══ Dataset entries ══
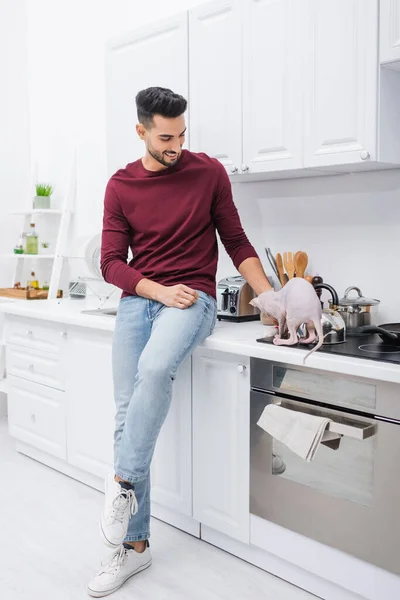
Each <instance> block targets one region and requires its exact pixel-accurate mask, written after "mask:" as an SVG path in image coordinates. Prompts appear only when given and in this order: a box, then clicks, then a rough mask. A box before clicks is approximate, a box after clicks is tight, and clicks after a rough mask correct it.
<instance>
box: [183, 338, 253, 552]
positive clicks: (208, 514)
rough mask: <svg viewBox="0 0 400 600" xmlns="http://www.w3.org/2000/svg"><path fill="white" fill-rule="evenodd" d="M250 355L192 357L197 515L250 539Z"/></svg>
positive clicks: (204, 351)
═══
» Written task: Convert these lines into a JSON list of strings, one string per line, skipping any blank lines and leaving the picture out.

» Result below:
[
  "Each <instance> block targets one region and requires its exact pixel-accurate mask, written after \"mask:\" as an SVG path in image coordinates. Prompts appear only when given and in this order: a box, then clicks, then a rough mask. A box before clicks is approximate, a box after clicks is tight, and clicks after a rough mask correct it.",
  "<instance>",
  "box: [183, 338, 253, 552]",
  "positive clicks: (208, 514)",
  "rough mask: <svg viewBox=\"0 0 400 600\" xmlns=\"http://www.w3.org/2000/svg\"><path fill=\"white\" fill-rule=\"evenodd\" d=\"M250 355L192 357L197 515L250 539Z\"/></svg>",
  "positive clicks: (204, 351)"
]